What the exercise asks
Report each line of the records below that contains the word "floor". Copy every such line in full.

Data to use
_ _ _ _ _
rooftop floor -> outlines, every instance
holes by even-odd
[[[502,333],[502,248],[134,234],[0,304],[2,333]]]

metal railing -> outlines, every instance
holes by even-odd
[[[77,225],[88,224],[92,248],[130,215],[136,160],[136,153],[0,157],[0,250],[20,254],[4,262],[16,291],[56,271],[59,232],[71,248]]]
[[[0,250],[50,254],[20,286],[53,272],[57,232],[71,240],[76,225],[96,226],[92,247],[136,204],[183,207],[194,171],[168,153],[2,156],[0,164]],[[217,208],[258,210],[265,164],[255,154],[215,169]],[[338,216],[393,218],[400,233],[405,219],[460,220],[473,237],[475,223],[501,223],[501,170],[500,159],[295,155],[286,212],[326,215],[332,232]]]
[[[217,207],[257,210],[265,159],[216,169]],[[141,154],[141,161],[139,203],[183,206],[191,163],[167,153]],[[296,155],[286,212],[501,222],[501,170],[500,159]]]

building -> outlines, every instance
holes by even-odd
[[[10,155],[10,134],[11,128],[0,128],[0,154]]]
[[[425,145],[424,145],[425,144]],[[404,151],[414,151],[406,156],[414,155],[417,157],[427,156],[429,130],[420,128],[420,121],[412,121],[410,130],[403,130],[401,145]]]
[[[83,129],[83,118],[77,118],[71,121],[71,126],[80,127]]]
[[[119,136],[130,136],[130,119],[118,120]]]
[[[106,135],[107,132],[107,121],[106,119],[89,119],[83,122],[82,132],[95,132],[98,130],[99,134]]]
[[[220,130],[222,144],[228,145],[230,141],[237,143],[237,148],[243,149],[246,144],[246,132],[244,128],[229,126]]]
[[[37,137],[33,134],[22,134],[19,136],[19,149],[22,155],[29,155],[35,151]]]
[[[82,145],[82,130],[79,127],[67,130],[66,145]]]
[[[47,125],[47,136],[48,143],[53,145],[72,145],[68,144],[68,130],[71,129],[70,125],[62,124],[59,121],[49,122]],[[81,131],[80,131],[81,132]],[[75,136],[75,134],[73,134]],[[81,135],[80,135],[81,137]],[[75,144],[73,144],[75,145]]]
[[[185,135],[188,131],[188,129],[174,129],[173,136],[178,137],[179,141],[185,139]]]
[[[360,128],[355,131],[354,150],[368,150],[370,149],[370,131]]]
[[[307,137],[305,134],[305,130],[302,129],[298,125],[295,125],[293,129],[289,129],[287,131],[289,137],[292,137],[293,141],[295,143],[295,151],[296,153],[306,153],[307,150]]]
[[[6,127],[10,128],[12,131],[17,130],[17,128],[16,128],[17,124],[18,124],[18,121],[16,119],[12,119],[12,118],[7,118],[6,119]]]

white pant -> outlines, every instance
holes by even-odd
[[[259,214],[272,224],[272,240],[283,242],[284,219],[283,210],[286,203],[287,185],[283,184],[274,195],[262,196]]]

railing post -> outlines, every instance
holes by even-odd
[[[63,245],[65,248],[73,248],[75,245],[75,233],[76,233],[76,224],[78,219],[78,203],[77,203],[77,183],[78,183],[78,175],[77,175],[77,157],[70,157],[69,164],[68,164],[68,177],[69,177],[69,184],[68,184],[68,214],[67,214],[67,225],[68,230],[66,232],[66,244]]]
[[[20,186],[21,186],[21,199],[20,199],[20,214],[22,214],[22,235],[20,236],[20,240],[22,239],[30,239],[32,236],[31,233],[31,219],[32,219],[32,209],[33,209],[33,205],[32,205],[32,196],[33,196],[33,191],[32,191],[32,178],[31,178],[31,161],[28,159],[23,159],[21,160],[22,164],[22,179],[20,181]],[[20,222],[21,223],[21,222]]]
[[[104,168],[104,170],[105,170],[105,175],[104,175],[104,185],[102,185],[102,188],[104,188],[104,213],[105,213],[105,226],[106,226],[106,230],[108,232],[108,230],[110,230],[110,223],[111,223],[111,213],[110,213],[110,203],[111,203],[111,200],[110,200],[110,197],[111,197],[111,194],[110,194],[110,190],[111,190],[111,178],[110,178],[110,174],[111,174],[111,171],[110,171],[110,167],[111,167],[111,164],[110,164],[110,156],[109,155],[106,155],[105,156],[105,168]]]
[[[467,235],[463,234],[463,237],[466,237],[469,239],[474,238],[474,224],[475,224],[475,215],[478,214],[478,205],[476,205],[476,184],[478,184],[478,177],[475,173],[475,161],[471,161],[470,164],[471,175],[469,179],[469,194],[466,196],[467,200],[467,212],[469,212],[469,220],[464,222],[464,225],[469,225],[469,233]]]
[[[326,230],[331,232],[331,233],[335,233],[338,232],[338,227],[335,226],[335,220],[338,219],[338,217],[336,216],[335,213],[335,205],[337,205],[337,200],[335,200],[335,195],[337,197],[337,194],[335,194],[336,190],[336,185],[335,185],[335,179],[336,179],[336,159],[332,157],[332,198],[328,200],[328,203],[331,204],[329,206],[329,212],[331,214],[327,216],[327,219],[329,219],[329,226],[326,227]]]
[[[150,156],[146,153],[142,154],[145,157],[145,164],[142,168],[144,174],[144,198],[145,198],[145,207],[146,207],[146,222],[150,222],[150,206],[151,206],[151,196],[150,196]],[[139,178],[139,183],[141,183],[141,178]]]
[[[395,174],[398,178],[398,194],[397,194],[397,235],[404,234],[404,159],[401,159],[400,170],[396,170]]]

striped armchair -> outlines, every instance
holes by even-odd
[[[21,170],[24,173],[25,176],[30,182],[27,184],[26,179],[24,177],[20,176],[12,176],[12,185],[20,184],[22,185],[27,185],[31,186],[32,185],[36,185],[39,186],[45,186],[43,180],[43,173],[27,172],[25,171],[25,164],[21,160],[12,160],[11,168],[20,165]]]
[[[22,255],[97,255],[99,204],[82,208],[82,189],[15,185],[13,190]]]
_ _ _ _ _
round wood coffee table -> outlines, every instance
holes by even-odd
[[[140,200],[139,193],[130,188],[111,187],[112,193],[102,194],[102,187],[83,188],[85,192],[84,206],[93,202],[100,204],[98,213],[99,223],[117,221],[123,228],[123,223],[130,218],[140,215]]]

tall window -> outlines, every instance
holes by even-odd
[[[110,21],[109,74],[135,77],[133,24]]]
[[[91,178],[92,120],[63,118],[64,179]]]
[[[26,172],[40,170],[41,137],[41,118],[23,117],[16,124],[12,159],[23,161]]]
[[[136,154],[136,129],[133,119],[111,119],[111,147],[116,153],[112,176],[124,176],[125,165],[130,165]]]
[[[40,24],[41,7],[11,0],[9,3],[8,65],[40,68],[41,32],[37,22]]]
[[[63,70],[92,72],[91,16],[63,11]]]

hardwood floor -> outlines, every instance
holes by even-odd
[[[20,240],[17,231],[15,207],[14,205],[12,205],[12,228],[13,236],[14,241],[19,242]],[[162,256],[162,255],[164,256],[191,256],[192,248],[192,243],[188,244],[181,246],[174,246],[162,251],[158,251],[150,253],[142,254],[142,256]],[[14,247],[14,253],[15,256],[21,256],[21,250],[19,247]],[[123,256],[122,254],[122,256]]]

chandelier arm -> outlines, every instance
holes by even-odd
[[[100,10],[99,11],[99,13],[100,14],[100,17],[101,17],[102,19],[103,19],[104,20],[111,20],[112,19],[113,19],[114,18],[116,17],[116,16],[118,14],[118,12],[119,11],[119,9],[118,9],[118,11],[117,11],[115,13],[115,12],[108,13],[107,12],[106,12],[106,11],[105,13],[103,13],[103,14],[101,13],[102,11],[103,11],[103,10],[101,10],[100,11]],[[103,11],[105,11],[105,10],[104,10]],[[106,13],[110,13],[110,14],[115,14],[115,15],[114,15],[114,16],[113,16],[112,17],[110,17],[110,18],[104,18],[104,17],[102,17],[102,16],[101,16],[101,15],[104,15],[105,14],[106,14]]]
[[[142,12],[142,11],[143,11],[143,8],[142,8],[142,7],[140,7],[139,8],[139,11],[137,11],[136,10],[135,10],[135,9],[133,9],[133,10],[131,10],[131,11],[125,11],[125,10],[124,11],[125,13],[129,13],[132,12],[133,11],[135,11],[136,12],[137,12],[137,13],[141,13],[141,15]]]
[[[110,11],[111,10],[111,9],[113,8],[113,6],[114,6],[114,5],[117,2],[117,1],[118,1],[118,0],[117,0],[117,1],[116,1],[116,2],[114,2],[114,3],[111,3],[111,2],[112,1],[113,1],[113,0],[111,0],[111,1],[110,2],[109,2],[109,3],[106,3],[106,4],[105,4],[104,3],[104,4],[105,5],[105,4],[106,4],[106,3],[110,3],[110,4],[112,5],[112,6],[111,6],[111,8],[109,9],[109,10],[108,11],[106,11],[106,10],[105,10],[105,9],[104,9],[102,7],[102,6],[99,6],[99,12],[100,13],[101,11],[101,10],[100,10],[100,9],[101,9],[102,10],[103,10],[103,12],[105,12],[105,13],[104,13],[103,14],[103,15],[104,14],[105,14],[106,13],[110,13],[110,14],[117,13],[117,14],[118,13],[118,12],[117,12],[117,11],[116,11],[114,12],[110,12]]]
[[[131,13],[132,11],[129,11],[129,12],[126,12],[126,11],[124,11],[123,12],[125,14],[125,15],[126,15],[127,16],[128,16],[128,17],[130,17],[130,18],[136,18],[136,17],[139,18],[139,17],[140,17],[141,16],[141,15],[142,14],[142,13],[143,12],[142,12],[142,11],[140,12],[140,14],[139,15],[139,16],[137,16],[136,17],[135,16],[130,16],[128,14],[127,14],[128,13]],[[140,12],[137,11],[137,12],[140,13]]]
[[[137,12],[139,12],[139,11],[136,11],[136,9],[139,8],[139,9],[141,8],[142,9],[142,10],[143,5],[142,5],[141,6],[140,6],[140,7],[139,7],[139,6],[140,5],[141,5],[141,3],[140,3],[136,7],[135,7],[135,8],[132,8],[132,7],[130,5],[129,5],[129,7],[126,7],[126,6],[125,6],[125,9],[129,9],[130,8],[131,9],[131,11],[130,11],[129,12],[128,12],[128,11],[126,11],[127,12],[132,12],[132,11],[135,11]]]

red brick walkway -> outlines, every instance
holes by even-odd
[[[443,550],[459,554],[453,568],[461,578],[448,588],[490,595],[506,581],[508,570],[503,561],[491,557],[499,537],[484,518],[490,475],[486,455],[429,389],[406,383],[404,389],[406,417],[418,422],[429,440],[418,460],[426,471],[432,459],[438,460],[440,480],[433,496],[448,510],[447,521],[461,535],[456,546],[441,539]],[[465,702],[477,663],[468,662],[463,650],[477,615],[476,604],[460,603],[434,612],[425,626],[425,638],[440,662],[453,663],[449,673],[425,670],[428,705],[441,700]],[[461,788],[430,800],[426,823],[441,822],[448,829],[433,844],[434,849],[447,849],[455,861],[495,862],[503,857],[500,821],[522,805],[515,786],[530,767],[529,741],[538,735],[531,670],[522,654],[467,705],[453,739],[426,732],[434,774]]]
_ _ _ _ _
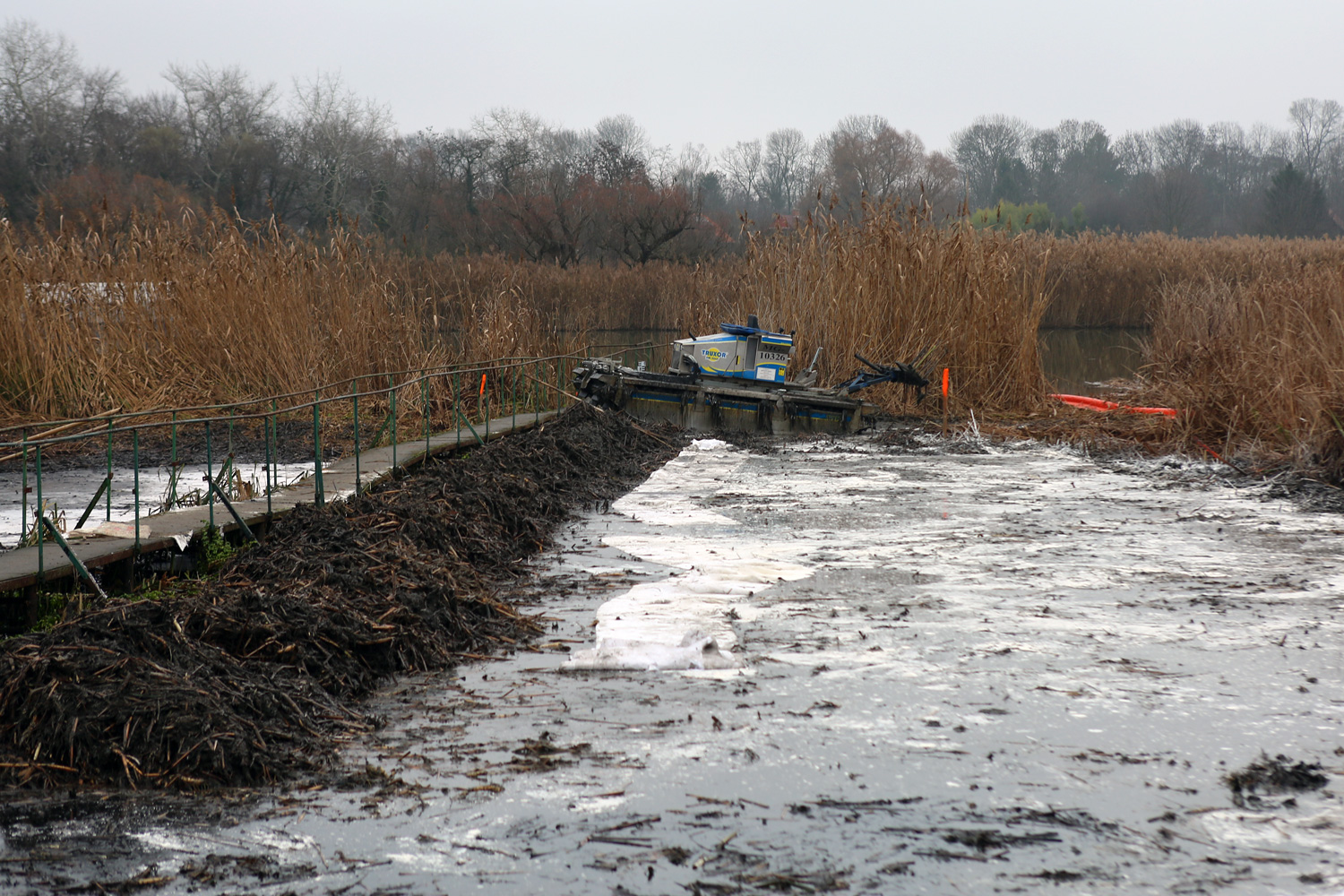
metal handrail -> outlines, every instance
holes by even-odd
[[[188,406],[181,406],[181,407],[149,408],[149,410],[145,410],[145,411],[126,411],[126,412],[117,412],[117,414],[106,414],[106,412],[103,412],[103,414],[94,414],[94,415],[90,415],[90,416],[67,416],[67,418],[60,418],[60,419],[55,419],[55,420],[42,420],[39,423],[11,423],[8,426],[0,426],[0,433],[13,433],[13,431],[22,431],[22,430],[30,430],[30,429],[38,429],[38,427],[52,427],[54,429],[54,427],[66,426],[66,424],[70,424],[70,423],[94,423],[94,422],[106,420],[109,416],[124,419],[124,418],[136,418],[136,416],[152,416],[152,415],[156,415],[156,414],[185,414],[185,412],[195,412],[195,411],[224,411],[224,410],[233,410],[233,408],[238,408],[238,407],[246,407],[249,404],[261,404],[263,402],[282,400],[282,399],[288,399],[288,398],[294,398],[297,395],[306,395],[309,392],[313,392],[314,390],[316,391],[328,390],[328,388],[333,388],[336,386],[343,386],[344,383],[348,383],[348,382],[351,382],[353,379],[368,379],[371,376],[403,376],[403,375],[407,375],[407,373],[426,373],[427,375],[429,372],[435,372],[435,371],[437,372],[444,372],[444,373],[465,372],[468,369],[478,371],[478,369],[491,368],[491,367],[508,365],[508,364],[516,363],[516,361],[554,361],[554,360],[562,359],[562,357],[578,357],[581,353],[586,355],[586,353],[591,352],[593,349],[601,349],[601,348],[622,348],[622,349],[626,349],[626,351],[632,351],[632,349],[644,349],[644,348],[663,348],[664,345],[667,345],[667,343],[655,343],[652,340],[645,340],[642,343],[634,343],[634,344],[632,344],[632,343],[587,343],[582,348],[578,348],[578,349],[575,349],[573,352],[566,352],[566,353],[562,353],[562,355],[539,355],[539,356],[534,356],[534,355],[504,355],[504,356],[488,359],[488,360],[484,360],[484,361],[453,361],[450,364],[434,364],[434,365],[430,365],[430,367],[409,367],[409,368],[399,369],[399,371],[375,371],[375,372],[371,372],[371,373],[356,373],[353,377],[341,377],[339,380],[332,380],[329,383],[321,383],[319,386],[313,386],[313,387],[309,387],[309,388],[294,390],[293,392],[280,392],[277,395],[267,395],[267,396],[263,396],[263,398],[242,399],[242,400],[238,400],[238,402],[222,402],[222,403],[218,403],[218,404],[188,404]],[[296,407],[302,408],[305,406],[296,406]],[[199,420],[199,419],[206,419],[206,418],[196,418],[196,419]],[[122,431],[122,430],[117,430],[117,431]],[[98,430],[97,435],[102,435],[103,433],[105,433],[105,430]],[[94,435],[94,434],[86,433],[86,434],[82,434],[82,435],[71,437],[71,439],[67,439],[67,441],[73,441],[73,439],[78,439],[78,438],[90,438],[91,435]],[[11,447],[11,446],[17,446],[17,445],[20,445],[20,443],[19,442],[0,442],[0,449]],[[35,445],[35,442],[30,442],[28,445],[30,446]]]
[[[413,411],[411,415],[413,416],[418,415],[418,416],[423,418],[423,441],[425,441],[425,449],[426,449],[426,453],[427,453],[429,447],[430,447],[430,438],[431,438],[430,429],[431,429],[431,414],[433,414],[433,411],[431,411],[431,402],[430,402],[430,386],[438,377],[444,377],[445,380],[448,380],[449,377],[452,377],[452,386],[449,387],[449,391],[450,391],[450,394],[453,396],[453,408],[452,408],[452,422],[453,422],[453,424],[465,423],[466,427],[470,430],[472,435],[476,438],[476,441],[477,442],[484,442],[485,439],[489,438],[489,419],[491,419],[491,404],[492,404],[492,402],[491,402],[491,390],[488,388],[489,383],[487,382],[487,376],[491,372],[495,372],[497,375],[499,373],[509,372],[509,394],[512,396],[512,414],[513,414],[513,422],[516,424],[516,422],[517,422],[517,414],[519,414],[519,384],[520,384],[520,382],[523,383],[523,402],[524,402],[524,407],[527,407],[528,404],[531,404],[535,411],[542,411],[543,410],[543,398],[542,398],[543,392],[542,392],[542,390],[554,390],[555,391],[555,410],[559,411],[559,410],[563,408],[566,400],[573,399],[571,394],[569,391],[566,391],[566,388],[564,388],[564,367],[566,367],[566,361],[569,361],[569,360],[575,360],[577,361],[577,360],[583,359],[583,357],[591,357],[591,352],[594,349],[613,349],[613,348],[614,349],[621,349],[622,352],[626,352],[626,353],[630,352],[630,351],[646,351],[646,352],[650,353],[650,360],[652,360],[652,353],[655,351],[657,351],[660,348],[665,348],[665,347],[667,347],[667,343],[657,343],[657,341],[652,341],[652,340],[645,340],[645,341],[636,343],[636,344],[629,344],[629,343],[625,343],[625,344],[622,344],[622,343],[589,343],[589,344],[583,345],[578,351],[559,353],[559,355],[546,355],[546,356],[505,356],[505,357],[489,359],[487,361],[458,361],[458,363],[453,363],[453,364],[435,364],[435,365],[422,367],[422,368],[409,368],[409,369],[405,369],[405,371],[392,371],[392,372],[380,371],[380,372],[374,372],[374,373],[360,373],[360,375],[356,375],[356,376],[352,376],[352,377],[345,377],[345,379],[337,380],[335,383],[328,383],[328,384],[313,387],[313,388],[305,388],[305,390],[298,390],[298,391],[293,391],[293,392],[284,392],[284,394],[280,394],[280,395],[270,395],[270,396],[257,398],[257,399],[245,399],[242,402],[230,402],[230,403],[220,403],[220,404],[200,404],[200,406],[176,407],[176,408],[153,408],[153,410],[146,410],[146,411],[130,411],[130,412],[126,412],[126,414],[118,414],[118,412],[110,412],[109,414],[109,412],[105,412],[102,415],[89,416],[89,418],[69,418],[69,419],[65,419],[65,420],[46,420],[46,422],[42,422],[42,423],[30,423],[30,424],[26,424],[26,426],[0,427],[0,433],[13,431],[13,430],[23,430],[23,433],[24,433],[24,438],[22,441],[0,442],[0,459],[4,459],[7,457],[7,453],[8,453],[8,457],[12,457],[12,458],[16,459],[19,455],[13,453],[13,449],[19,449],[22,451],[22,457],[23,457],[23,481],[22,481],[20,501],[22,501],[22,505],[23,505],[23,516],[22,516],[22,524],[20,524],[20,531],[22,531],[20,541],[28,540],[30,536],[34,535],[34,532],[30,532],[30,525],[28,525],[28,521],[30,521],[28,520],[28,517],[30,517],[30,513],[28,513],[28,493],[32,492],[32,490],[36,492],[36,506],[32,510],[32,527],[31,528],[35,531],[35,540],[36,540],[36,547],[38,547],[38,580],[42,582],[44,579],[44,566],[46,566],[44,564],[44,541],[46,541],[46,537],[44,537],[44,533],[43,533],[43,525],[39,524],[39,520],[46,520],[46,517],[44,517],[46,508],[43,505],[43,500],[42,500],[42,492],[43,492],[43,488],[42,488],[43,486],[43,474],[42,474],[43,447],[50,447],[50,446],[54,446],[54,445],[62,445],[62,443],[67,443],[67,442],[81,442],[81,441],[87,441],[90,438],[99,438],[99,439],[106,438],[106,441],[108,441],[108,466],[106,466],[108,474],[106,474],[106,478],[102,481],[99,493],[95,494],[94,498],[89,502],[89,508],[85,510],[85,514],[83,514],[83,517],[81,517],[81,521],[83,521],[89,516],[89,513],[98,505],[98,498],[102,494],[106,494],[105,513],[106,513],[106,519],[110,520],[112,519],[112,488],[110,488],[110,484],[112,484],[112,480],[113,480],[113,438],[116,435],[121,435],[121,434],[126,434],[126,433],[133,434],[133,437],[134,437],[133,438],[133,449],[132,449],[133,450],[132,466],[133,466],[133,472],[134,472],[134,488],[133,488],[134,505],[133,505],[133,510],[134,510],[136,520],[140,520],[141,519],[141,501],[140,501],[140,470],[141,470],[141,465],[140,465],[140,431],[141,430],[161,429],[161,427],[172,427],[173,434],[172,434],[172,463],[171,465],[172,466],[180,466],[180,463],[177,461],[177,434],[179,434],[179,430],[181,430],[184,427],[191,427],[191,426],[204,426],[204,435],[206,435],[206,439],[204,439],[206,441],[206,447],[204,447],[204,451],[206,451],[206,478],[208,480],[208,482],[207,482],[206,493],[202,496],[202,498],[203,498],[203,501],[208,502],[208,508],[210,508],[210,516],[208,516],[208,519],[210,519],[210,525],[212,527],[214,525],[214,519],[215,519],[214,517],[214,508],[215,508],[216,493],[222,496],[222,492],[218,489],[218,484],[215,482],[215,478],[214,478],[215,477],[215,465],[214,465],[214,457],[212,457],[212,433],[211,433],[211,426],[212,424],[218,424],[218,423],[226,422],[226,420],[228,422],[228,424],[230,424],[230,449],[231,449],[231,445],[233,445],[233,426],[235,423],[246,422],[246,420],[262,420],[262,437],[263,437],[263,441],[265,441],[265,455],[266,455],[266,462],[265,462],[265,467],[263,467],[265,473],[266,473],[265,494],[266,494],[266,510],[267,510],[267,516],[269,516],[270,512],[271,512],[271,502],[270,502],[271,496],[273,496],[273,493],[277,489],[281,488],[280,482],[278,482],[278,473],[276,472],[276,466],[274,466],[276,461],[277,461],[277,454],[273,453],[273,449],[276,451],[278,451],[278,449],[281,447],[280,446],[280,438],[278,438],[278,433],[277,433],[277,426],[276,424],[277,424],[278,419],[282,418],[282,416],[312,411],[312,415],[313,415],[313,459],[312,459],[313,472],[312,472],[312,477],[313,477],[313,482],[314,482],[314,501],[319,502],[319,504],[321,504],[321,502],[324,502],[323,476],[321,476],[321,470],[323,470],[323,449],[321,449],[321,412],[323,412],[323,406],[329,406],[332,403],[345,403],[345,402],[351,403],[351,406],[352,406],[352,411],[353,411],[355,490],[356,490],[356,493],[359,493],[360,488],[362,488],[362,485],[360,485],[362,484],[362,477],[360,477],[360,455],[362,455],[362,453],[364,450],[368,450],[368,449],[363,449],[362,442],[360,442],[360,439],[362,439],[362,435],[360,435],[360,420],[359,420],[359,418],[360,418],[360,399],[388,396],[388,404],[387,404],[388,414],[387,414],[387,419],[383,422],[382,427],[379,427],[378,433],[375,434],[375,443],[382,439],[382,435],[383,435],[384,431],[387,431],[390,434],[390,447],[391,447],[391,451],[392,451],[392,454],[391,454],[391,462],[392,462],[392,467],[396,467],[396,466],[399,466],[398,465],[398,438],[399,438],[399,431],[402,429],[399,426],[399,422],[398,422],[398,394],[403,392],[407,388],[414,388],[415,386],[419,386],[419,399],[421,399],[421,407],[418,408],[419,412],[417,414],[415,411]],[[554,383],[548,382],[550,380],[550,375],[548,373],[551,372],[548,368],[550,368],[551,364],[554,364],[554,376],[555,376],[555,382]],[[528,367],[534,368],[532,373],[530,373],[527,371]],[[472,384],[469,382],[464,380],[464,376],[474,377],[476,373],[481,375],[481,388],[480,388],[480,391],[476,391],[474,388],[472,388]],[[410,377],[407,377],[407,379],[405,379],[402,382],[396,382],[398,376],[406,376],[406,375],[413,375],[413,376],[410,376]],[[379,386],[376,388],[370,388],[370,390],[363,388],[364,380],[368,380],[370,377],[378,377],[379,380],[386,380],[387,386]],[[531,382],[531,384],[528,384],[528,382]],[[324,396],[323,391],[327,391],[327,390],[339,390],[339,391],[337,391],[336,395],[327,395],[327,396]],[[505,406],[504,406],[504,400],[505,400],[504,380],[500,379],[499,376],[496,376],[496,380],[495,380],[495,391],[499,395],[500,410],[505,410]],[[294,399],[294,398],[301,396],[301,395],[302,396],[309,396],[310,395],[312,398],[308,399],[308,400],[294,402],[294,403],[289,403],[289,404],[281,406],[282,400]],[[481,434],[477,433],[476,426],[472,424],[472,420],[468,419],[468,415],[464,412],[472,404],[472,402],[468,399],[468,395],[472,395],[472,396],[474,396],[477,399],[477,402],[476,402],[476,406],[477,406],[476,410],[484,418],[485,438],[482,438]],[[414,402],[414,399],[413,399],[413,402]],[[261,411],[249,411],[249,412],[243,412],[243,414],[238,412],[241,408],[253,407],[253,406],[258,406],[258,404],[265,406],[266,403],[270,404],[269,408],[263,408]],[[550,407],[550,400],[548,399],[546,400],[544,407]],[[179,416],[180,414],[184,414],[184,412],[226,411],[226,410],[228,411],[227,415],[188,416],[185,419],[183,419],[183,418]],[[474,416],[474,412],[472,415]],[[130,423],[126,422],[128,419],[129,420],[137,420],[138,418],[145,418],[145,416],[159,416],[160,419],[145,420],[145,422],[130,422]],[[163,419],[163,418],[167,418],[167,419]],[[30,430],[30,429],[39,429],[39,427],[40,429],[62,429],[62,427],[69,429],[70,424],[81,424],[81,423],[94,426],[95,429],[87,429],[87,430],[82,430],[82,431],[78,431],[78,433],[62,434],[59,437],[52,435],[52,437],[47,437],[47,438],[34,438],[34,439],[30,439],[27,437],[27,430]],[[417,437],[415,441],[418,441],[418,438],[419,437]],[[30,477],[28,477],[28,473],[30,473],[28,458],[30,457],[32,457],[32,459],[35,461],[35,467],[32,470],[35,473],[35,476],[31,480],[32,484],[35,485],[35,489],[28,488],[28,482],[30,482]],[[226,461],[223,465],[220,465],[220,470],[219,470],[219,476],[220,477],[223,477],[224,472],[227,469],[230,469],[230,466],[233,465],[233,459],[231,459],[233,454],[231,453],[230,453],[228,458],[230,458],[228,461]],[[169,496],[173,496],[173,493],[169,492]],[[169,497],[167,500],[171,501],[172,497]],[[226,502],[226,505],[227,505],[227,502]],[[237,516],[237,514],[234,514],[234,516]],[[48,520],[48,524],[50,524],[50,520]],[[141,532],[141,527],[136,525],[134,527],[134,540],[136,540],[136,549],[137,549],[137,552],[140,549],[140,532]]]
_ _ _ _ _
Written solution
rooftop floor -> outlines, every instance
hardwood floor -> outlines, every instance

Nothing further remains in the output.